**Dataset:**
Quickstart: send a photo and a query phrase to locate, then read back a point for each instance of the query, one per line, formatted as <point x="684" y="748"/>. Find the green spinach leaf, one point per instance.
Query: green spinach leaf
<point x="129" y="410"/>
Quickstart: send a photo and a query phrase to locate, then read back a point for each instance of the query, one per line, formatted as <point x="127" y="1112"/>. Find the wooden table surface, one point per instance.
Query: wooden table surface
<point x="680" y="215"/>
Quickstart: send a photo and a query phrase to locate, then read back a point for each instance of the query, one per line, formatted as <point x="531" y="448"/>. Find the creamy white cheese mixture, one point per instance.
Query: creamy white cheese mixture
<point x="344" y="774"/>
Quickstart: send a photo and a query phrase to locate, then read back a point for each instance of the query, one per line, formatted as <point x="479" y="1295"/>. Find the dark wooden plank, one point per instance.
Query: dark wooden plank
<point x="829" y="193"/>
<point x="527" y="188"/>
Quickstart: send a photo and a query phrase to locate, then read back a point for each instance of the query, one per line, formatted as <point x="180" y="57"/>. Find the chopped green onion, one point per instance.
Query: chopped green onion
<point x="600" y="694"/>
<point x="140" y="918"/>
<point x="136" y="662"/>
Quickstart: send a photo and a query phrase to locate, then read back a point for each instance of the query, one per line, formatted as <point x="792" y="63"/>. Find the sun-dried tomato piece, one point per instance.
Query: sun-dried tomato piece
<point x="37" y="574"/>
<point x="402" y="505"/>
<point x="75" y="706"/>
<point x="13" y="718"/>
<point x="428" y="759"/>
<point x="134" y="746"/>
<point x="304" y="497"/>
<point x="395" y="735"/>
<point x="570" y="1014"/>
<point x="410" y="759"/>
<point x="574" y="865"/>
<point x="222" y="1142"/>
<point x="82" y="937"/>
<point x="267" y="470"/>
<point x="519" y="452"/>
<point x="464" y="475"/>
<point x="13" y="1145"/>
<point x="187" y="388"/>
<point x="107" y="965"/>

**Exercise aim:** Starting at the line containing "onion, one point per instance." and ending at the last line of the data, write those lines out again, requests included, with every x and y coordinate in the answers multiplied by 1.65 and rounded to a whole number, halves rounding up. Leave the numbers in the requests and their format samples unchanged.

**Answer:**
Quickstart: send a photo and a query phrase to locate, then read back a point for each instance of the query, one per line, formatted as <point x="180" y="57"/>. Find the chopped green onion, one point per instance.
Query: chopped green onion
<point x="990" y="1145"/>
<point x="231" y="1515"/>
<point x="224" y="1092"/>
Quickstart: send a photo and a query phrase to locate, then read back a point for each instance of the query, one per line, formatted as <point x="792" y="63"/>. Find the sun-dried tomato piece, one point per instance.
Query: sun-dried tomato piece
<point x="61" y="947"/>
<point x="663" y="833"/>
<point x="124" y="1165"/>
<point x="21" y="1185"/>
<point x="706" y="1252"/>
<point x="221" y="1231"/>
<point x="502" y="820"/>
<point x="652" y="1213"/>
<point x="941" y="1673"/>
<point x="677" y="1252"/>
<point x="947" y="1427"/>
<point x="366" y="1884"/>
<point x="135" y="1546"/>
<point x="441" y="776"/>
<point x="856" y="746"/>
<point x="766" y="784"/>
<point x="21" y="1889"/>
<point x="309" y="640"/>
<point x="177" y="1592"/>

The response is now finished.